━━━ MATERIAL ━━━

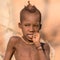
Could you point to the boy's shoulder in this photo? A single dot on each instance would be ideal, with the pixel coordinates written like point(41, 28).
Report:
point(14, 39)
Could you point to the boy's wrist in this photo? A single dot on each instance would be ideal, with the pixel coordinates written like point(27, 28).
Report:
point(39, 47)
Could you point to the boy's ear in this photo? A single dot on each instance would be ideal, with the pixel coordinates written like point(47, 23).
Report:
point(19, 25)
point(40, 26)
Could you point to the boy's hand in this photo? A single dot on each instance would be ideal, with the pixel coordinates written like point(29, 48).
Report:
point(36, 39)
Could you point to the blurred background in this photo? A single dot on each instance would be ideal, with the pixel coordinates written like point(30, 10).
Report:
point(9, 19)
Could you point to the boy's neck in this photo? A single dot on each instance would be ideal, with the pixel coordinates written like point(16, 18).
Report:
point(27, 41)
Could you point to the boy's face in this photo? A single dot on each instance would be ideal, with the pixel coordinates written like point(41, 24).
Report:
point(30, 25)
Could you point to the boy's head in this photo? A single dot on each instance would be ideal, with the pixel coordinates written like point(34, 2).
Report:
point(30, 18)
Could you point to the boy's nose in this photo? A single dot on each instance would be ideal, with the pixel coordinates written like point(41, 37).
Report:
point(31, 29)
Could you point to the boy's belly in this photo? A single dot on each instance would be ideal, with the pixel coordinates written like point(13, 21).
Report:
point(26, 55)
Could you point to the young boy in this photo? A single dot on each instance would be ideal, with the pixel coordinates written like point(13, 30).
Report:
point(28, 47)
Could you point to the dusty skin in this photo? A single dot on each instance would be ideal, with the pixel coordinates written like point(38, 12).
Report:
point(22, 51)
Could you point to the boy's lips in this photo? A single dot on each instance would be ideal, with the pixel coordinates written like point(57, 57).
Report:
point(30, 35)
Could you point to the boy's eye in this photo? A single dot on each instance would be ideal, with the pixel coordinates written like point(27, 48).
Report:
point(36, 25)
point(27, 24)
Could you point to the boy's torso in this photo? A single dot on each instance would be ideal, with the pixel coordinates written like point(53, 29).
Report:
point(25, 51)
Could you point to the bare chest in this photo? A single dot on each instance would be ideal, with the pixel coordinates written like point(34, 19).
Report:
point(26, 52)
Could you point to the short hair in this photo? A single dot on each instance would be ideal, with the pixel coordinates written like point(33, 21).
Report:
point(31, 9)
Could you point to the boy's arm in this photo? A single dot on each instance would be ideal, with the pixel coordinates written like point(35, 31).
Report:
point(42, 55)
point(10, 50)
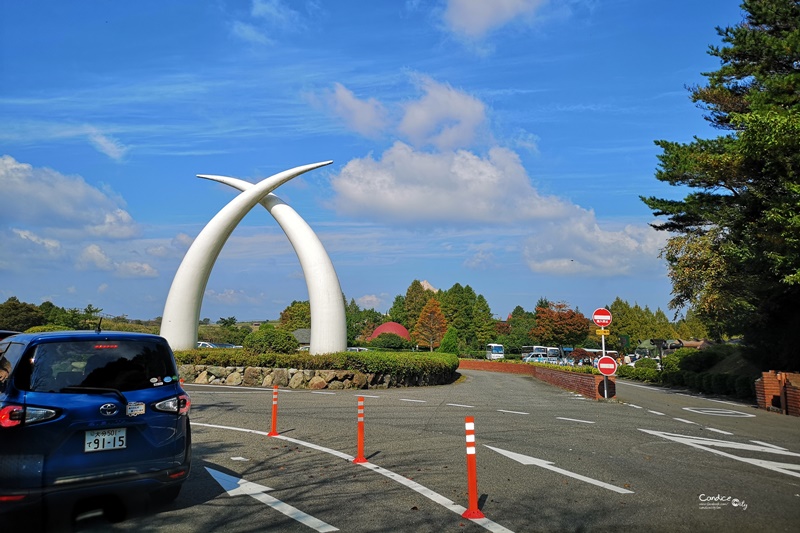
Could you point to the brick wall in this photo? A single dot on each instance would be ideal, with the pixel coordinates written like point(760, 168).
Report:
point(779, 391)
point(589, 385)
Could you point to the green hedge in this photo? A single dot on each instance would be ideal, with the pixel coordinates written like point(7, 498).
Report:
point(399, 364)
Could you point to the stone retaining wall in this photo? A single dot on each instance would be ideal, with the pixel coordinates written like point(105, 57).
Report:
point(589, 385)
point(779, 391)
point(300, 379)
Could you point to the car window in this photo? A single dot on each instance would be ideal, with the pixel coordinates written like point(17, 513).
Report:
point(10, 353)
point(115, 364)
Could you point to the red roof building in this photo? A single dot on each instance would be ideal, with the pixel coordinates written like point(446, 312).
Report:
point(391, 327)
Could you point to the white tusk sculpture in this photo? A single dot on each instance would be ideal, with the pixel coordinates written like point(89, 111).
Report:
point(181, 316)
point(328, 322)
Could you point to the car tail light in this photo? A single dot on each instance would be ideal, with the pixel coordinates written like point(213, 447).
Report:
point(179, 404)
point(11, 415)
point(15, 415)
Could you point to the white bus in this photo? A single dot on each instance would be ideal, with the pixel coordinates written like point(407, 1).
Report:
point(541, 351)
point(495, 351)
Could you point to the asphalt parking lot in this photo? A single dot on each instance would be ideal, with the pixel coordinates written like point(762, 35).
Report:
point(547, 460)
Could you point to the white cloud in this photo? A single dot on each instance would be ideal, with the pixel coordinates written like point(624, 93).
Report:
point(248, 32)
point(107, 145)
point(450, 187)
point(474, 19)
point(94, 257)
point(51, 245)
point(54, 205)
point(233, 297)
point(444, 117)
point(275, 12)
point(135, 269)
point(580, 246)
point(367, 117)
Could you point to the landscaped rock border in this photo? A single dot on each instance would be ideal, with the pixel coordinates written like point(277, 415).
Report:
point(294, 378)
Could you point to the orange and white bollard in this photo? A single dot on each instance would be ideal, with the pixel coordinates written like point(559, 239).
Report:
point(472, 472)
point(360, 457)
point(274, 431)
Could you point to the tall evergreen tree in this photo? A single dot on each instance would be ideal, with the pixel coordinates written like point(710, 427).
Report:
point(735, 251)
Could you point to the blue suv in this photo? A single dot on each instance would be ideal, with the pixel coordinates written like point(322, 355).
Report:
point(89, 420)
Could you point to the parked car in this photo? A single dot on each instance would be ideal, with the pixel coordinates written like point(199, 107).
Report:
point(89, 421)
point(203, 344)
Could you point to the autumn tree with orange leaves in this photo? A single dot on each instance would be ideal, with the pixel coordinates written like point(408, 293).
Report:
point(431, 325)
point(558, 325)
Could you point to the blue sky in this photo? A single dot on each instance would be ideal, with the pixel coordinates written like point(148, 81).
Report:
point(502, 145)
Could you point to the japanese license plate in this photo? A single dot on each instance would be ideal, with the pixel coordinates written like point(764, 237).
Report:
point(98, 440)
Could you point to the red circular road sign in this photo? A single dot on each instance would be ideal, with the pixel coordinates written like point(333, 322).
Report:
point(601, 317)
point(607, 365)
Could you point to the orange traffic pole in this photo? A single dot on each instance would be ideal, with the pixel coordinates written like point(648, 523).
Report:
point(274, 431)
point(360, 457)
point(472, 472)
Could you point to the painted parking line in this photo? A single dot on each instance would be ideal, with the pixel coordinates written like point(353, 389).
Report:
point(715, 411)
point(575, 420)
point(526, 460)
point(413, 485)
point(719, 431)
point(236, 487)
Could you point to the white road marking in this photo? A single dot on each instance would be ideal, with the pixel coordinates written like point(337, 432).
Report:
point(236, 487)
point(431, 495)
point(714, 411)
point(526, 460)
point(708, 445)
point(575, 420)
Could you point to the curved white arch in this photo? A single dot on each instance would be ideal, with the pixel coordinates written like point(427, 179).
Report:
point(182, 309)
point(328, 321)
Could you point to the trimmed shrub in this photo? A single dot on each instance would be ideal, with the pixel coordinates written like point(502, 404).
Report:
point(744, 387)
point(266, 340)
point(625, 371)
point(649, 375)
point(719, 383)
point(700, 361)
point(646, 363)
point(670, 363)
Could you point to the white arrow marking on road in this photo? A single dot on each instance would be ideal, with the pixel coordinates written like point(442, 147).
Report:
point(235, 486)
point(703, 443)
point(526, 460)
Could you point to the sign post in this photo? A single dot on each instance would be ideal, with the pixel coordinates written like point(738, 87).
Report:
point(602, 318)
point(607, 365)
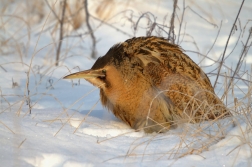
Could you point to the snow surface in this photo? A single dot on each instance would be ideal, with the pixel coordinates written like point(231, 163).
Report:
point(69, 127)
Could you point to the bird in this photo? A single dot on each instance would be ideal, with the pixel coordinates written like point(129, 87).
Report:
point(152, 85)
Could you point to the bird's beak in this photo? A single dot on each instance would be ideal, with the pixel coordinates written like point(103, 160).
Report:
point(85, 74)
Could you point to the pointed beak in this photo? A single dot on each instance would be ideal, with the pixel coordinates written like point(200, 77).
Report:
point(86, 74)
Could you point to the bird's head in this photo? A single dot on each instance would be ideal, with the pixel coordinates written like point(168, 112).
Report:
point(124, 63)
point(113, 70)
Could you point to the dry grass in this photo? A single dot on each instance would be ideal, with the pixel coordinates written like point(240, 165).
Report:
point(194, 139)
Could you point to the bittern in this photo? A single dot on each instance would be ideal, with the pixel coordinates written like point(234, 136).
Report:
point(151, 84)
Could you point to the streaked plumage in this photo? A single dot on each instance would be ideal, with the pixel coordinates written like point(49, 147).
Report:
point(150, 83)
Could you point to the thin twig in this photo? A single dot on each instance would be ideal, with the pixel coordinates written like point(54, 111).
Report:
point(89, 28)
point(221, 63)
point(61, 32)
point(171, 31)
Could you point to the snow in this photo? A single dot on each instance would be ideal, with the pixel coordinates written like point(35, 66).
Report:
point(69, 127)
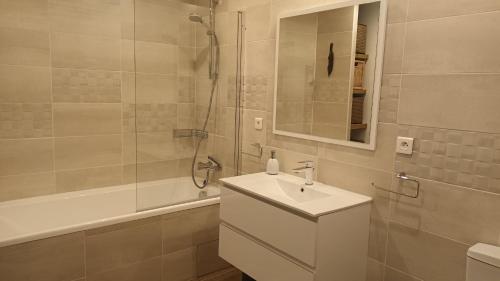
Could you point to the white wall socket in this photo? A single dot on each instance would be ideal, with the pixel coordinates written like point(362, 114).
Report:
point(258, 123)
point(404, 145)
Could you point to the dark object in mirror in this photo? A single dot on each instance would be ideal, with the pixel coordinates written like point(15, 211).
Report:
point(331, 60)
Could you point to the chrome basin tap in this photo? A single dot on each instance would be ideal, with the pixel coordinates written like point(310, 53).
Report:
point(308, 170)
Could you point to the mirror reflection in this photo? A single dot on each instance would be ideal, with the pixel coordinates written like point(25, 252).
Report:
point(326, 73)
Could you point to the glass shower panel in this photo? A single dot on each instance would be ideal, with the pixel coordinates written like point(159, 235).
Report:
point(172, 54)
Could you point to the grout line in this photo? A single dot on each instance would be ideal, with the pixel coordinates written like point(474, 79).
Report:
point(448, 129)
point(429, 232)
point(52, 111)
point(450, 16)
point(402, 272)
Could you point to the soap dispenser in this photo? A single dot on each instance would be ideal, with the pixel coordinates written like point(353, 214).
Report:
point(273, 166)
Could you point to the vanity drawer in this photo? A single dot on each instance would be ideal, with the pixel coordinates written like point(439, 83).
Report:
point(285, 231)
point(256, 260)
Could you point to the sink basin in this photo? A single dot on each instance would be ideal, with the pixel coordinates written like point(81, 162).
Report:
point(296, 192)
point(291, 192)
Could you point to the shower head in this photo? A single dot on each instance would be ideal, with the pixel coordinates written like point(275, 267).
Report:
point(195, 18)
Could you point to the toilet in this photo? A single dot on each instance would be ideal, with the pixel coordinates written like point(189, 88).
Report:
point(483, 263)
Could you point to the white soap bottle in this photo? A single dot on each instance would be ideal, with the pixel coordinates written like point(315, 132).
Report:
point(273, 166)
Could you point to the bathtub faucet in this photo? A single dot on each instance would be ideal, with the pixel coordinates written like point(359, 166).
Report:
point(211, 166)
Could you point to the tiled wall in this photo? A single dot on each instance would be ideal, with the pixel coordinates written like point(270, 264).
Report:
point(61, 69)
point(174, 247)
point(69, 110)
point(331, 93)
point(439, 87)
point(298, 39)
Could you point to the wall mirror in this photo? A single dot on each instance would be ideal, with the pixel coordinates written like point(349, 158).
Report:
point(328, 70)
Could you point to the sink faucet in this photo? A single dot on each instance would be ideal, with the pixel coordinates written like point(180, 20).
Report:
point(308, 170)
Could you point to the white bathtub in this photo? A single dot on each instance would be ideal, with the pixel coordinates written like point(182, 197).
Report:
point(46, 216)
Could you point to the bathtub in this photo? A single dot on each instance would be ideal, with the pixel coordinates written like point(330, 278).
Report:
point(41, 217)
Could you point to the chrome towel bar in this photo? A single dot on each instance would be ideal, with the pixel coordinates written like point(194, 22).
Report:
point(402, 176)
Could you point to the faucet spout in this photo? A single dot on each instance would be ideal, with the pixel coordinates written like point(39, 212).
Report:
point(308, 170)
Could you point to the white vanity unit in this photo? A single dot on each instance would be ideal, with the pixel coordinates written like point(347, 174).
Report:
point(276, 228)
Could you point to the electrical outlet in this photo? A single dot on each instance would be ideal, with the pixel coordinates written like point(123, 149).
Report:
point(258, 123)
point(404, 145)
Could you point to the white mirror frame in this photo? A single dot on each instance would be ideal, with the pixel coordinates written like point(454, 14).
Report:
point(378, 71)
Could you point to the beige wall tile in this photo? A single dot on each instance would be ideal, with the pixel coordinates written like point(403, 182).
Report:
point(358, 179)
point(81, 51)
point(459, 216)
point(156, 88)
point(88, 178)
point(149, 270)
point(427, 50)
point(225, 24)
point(26, 185)
point(462, 158)
point(24, 47)
point(129, 148)
point(84, 152)
point(127, 11)
point(153, 147)
point(397, 10)
point(25, 14)
point(121, 245)
point(186, 89)
point(71, 119)
point(184, 230)
point(128, 87)
point(156, 117)
point(127, 55)
point(158, 21)
point(73, 85)
point(180, 265)
point(156, 57)
point(381, 158)
point(425, 255)
point(90, 17)
point(13, 86)
point(260, 58)
point(53, 259)
point(258, 22)
point(465, 102)
point(394, 47)
point(17, 156)
point(187, 57)
point(150, 171)
point(389, 98)
point(374, 271)
point(427, 9)
point(395, 275)
point(25, 120)
point(208, 260)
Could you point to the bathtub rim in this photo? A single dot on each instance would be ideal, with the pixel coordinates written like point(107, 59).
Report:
point(109, 221)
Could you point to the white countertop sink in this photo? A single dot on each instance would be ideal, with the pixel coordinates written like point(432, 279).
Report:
point(291, 192)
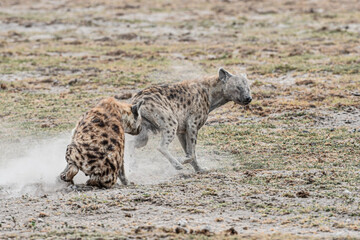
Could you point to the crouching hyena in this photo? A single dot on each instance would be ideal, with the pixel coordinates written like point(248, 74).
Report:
point(97, 145)
point(182, 109)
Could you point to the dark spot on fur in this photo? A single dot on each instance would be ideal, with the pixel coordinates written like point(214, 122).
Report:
point(101, 124)
point(111, 164)
point(91, 162)
point(89, 155)
point(110, 148)
point(115, 128)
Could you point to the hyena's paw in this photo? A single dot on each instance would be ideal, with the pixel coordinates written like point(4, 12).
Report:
point(202, 170)
point(185, 160)
point(178, 166)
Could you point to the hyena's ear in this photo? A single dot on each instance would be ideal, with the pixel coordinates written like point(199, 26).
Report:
point(223, 74)
point(135, 109)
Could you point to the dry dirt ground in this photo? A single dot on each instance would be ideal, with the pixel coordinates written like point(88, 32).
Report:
point(286, 167)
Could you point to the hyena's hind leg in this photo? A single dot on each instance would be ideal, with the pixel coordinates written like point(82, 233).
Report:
point(122, 175)
point(141, 139)
point(69, 173)
point(106, 181)
point(168, 135)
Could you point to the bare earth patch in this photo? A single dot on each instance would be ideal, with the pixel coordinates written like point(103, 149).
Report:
point(285, 167)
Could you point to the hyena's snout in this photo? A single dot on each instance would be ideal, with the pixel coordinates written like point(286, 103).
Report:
point(247, 100)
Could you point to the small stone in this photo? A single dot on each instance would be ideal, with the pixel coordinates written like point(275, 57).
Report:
point(42, 214)
point(219, 219)
point(347, 192)
point(179, 230)
point(182, 223)
point(303, 194)
point(231, 231)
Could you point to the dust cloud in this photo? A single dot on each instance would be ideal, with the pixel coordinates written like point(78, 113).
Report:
point(32, 166)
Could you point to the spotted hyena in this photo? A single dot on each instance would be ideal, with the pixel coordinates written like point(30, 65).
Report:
point(182, 109)
point(97, 145)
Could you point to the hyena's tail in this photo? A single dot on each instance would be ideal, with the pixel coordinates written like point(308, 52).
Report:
point(71, 168)
point(72, 153)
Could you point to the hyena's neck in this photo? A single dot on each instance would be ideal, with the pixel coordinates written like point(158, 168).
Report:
point(216, 93)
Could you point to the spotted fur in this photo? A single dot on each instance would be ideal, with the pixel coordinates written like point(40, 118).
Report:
point(182, 109)
point(97, 145)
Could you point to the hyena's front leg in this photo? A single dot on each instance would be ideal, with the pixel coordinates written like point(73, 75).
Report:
point(188, 158)
point(69, 173)
point(122, 175)
point(189, 140)
point(168, 135)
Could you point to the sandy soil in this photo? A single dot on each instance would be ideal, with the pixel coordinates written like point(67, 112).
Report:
point(286, 167)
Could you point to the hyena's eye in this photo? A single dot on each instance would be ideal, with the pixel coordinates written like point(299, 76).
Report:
point(134, 111)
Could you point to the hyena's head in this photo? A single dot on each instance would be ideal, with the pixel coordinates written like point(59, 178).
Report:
point(132, 121)
point(236, 88)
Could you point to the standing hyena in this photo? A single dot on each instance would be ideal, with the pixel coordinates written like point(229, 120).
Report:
point(97, 145)
point(182, 109)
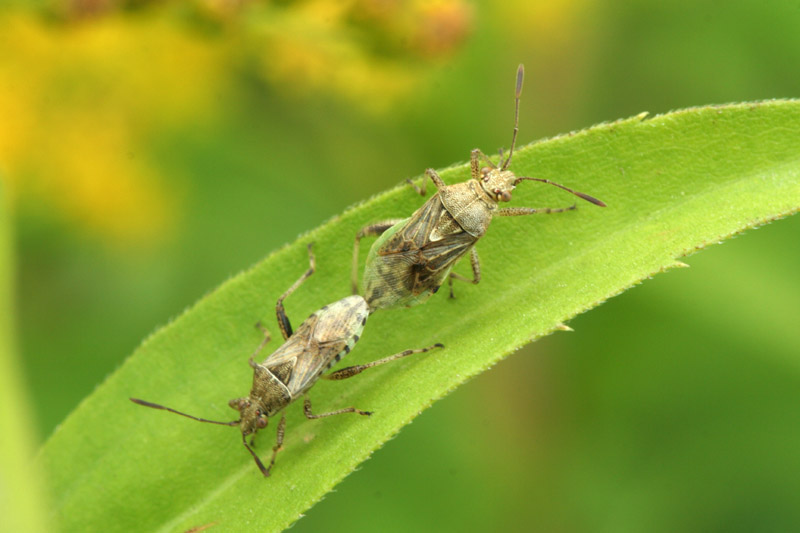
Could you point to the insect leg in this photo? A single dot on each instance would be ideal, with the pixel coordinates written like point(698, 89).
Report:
point(351, 371)
point(373, 230)
point(311, 416)
point(429, 173)
point(278, 441)
point(476, 272)
point(283, 320)
point(519, 211)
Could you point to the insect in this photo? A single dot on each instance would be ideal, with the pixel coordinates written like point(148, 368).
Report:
point(413, 256)
point(321, 341)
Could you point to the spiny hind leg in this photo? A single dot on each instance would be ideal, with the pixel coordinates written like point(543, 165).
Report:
point(373, 230)
point(278, 441)
point(312, 416)
point(351, 371)
point(476, 272)
point(283, 320)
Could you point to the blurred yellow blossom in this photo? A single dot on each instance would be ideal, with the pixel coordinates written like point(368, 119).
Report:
point(79, 103)
point(82, 96)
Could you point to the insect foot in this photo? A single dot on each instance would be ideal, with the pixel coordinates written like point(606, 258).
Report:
point(288, 373)
point(412, 257)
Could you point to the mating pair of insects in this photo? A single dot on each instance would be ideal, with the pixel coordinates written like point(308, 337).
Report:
point(408, 262)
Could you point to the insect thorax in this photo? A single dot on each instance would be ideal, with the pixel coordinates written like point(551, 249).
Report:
point(469, 205)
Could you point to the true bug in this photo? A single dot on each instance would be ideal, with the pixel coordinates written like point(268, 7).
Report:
point(292, 369)
point(413, 256)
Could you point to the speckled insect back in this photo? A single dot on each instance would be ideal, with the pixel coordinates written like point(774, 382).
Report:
point(414, 256)
point(320, 342)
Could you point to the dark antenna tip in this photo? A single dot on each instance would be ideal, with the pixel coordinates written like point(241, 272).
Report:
point(264, 470)
point(591, 199)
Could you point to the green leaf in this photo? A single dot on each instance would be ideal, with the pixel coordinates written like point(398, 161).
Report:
point(21, 487)
point(673, 184)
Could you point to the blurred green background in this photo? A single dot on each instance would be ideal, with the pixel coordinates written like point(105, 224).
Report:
point(154, 149)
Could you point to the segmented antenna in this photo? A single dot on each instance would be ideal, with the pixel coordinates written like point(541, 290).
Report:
point(163, 408)
point(586, 197)
point(520, 76)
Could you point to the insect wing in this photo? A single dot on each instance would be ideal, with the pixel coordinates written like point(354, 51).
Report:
point(325, 338)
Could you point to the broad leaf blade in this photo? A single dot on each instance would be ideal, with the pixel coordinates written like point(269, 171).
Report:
point(673, 184)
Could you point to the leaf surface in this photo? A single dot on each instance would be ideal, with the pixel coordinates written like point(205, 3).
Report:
point(673, 184)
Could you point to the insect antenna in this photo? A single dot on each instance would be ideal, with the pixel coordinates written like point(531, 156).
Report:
point(586, 197)
point(260, 465)
point(520, 75)
point(163, 408)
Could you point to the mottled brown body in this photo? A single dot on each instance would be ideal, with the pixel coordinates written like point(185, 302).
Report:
point(414, 256)
point(289, 372)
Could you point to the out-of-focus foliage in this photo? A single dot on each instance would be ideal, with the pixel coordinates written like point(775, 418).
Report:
point(155, 148)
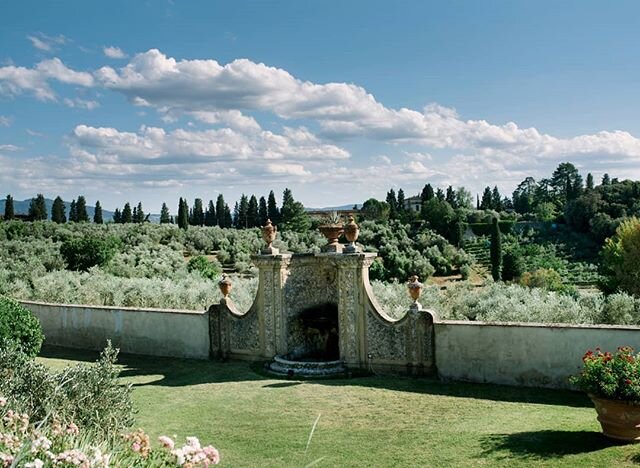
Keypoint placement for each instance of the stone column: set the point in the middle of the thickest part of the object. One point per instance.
(352, 270)
(272, 276)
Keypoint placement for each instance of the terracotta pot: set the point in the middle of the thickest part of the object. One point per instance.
(332, 232)
(225, 286)
(620, 420)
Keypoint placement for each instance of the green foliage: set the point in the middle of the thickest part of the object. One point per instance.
(20, 327)
(89, 396)
(621, 255)
(86, 252)
(613, 376)
(209, 270)
(496, 251)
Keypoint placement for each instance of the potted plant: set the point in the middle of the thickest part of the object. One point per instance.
(612, 381)
(332, 229)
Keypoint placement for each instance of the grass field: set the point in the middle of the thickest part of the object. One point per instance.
(255, 420)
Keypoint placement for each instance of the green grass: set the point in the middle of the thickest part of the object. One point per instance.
(255, 420)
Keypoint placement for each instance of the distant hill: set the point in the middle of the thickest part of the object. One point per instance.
(336, 208)
(22, 207)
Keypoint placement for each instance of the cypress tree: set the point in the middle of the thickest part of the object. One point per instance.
(210, 215)
(227, 221)
(127, 216)
(38, 208)
(263, 211)
(220, 204)
(73, 212)
(427, 193)
(58, 211)
(8, 208)
(97, 214)
(590, 181)
(81, 210)
(272, 208)
(253, 217)
(197, 215)
(496, 250)
(164, 214)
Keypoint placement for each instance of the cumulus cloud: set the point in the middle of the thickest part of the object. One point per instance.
(114, 52)
(46, 43)
(16, 80)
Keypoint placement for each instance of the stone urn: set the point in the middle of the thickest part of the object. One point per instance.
(619, 420)
(415, 289)
(269, 235)
(225, 285)
(332, 229)
(351, 232)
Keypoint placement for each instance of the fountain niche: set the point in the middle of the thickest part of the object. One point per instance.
(313, 343)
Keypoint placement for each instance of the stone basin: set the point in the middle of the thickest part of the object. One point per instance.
(281, 365)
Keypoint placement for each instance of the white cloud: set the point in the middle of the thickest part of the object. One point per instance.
(114, 52)
(16, 80)
(46, 43)
(81, 103)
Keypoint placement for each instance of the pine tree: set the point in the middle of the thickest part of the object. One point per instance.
(38, 208)
(97, 214)
(253, 218)
(487, 202)
(197, 214)
(127, 215)
(263, 211)
(139, 217)
(9, 213)
(590, 181)
(164, 214)
(58, 211)
(272, 208)
(210, 215)
(496, 250)
(81, 210)
(220, 204)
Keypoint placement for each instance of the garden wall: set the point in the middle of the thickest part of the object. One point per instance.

━━━

▸ **TASK BRIEF**:
From the start of the records through the line containing "point(31, 29)", write every line out again, requests included, and stop there. Multiply each point coordinate in the answers by 2.3 and round to a whole number, halves up, but leave the numbers in the requests and their sample formats unchanged and omit the pictures.

▸ **ANSWER TO THE PROBLEM**:
Could you point to the boy's shoulder in this photo? A single dot on each instance would be ideal, with the pixel coordinates written like point(41, 28).
Report:
point(32, 90)
Could you point to the boy's wrist in this photo? A single dot on each instance would be ideal, with the pixel coordinates written like point(27, 28).
Report:
point(90, 108)
Could you point to the boy's ear in this photo? A single dot on each instance would be ideal, with the pixel coordinates written like point(47, 23).
Report:
point(44, 58)
point(92, 60)
Could you point to the boy's hand in this photo? A single dot on each instance would be ideal, with the pixel coordinates written like point(29, 48).
Report:
point(83, 90)
Could you point to the blurred background in this photo? A single dot on each instance would be ideal, with the pixel coordinates written like point(30, 10).
Report:
point(21, 44)
Could you point to the boy's neck in this photo? A single dot on each instance would be ideal, with the pixel coordinates written like point(16, 18).
Report:
point(62, 94)
Could you point to the boy's face in this photo? A single dot on each instance would be ideal, with the pixel coordinates written like point(41, 24).
Report:
point(69, 58)
Could you point to the boy's head in this photo? A single dot on each instance would be ideal, with the pixel coordinates written like point(34, 2).
Report:
point(69, 41)
Could you point to the boy's nose in this photo? A single dot on each instance would be ideal, with the pixel coordinates written like point(41, 37).
Report:
point(71, 67)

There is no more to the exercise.